** start Page text **
If you are fortunate enough to get a job offer, know when to negotiate the salary/benefits. Most career sites will tell you to always negotiate, but realistically, you should only do this if you can afford to lose the offer. I’ve had an offer rescinded before just for asking to negotiate (following what I read on career sites). This was a huge blunder because I had no other leads at that point and time was running out to find a summer internship. It felt like a punch to the stomach. Luckily, I did find something else at the last minute, but that was a huge learning experience for me. If you can’t afford to lose the offer, don’t negotiate and take it as is.
If you are searching for your first job, feel free to be selective. Often the first job will dictate your career path for years to come. It will be hard to escape from something not what you had in mind, even if you thought it would be a stepping stone to where you want to be. For example, it wouldn’t make sense to take a “stepping stone” job as a janitor at Google if your goal is to become a software engineer at a large tech company. If the job wasn’t what you had in mind, don’t be afraid to turn it down.
At the same time, don’t restrict yourself to one specific role in one specific industry. There are many jobs out there that don’t align with traditional expectations for a college major or a specific job title, but could use your skillset.
7. Invest in Yourself
The job search takes time. About 5 months on average to be exact. With that in mind, be prepared to play the long game in the job search. Take some time to invest in your own learning and personal growth and take regular, planned breaks. Find ways to fill your time with something productive or educational like a part-time job or a class.
** end Page text **
Exercise 1
According to the job-search advice, how long does the job search take on average?
The job-search advice and the rows come from different sources.
** start Records provided **
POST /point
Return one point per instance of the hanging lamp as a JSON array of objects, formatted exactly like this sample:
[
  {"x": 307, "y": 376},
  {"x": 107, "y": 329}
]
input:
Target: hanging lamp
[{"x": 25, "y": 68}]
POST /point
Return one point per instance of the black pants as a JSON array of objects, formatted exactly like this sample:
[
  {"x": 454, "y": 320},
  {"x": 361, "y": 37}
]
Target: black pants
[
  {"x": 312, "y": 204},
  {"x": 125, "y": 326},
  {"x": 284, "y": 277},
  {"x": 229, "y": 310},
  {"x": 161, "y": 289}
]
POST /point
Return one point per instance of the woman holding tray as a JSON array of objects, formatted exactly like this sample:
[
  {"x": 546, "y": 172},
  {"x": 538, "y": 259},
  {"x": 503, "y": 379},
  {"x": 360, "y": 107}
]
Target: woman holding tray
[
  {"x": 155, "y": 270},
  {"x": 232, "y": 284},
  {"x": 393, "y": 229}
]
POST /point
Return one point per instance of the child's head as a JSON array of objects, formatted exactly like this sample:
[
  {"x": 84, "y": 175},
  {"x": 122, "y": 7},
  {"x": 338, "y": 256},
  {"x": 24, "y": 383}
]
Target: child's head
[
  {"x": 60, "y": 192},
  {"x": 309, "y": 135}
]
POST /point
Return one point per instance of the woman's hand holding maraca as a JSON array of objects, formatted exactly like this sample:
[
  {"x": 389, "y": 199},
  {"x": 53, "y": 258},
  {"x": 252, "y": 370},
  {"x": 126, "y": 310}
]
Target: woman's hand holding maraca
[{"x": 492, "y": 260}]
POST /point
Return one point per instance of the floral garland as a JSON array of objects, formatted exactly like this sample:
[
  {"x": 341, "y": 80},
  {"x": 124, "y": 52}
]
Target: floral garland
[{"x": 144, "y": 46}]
** end Records provided **
Exercise 2
Show every line of the rows that contains the string "Target", where case counts.

Written response 1
About 5 months.

Written response 2
Target: hanging lamp
Target: black pants
Target: woman holding tray
Target: child's head
Target: woman's hand holding maraca
Target: floral garland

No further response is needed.